=== TEXTE FOURNI ===
Formés par des officiers militaires, les Gardiens de la Paix opéraient aussi généralement sous les ordres directs des militaires et souvent dans leur compagnie. Ils recevaient des armes, des grenades et des munitions des soldats de l'armée burundaise, y compris un lot comprenant habituellement trente balles. A la fin de leur période de service quotidien, ils devaient normalement remettre leurs armes aux soldats qui s'occupaient de leur unité et leur rendaient compte du nombre de balles ou grenades utilisées.34 Ils encouraient des sanctions de la part des soldats s'ils désobéissaient aux ordres ou ne parvenaient pas à les exécuter de façon satisfaisante mais de telles sanctions étaient infligées arbitrairement plutôt qu'en fonction d'un ensemble de régulations. Un gardien s'est plaint que les soldats se moquaient des participants de son groupe et les battaient, les traitant de rebelles s'ils ne réussissaient pas à remplir leurs tâches comme prévu. "On fait ce travail", commenta l'un d'eux, "mais on est humilié et on n'est pas payé. On voudrait partir mais on a peur d'être mis en prison."35

Les gardiens n'ont pas reçu d'uniforme ni d'autres marques distinctives. Certains, cependant, ont reçu en cadeaux des chemises et pantalons militaires usagés donnés par des soldats. Certains portaient des uniformes ou des parties d'uniformes pris à des rebelles tués au combat. L'un des participants faisait fièrement étalage d'un béret bleu et a affirmé qu'il l'avait pris sur le cadavre d'un combattant FDD qu'il avait tué. Afin de promouvoir un sens de la solidarité, certains gardiens ont donné un nom à leur groupe, emprunté à l'histoire du Burundi, comme Rugemansazi ou choisi en référence à des éléments modernes, comme les Métalliques. Cette pratique rappelle l'utilisation de noms par des milices antérieures.36

Les gardiens n'ont pas de salaire régulier mais un petit nombre d'entre eux vivant dans des postes militaires plutôt que chez eux ont reçu des parts de rations militaires.37 Les autorités reconnaissent de temps en temps le travail des gardiens lors de célébrations où bière et parfois viande sont fournies. Mais comme le faisait remarquer un gardien, sa part d'une vache partagée avec 500 autres personnes lui semblait une bien petite récompense pour avoir risqué sa vie pendant un an.38 En 2001, les autorités dans la commune de Rumonge ont distribué 40 morceaux de tôle métallique pour toit à chacun des 180 gardiens. La tôle métallique est un bien précieux dans des communautés où de nombreuses maisons ont été détruites et où les habitants cherchent à réparer leurs toits. D'autres ont reçu en cadeaux des survêtements neufs.39

Les autorités ont fourni à certains gardiens au moins, des cartes d'assurance médicale, leur garantissant des soins médicaux pour eux et leurs familles, dans des hôpitaux locaux ou des centres de santé. Certains parmi ceux blessés au combat ont été soignés dans des sites médicaux de l'armée, à Bururi et Bujumbura. Mais le gouvernement n'a versé aucune indemnité de décès aux familles dont les fils furent tués lorsqu'ils étaient Gardiens de la Paix.40 Un père s'est ainsi plaint :

Aucun officier militaire ni aucune autorité administrative ne sont venus m'expliquer pourquoi mon fils était mort. Ils nous ont pas donné d'argent ni aidé pour son enterrement et personne du gouvernement n'était présent à ses funérailles. Maintenant je suis sans fils et sans personne pour m'aider à faire vivre ma famille.41

34 Entretiens conduits par Human Rights Watch, Bururi, 18 août 2000 et Bujumbura, 28 août, 28 septembre et 4 octobre 2000.
=== DONNÉES FOURNIES ===
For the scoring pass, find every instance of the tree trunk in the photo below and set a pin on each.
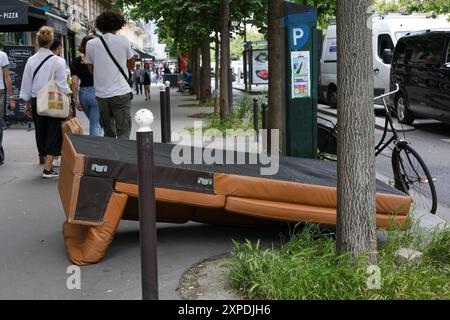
===
Poursuivez le texte sur les Gardiens de la Paix au Burundi à partir de l'endroit où il s'arrête.

RÉPONSE
35 Entretien conduit par Human Rights Watch, Bururi, 18 août 2000.

36 Entretiens conduits par Human Rights Watch, Bururi, 18 août 2000 ; Mutambu, 16 juin 2000 ; Bujumbura, 26 juin, 4 et 17 octobre 2000 et juillet 2001.

37 Entretiens conduits par Human Rights Watch, Bujumbura, 10 et 26 juin, 28 août et 4 octobre 2000 ; Kayanza, 24 août 2000 ; Mutambu, 16 juin 2000 ; Bururi, 18 août 2000.

38 Entretien conduit par Human Rights Watch, Bururi, 18 août 2000.

39 Entretiens conduits par Human Rights Watch, juillet 2001.

40 Entretiens conduits par Human Rights Watch, Bururi, 18 août 2001 et Bujumbura, 17 octobre 2000, juillet 2001.

41 Entretien conduit par Human Rights Watch, Bururi, 18 août 2000.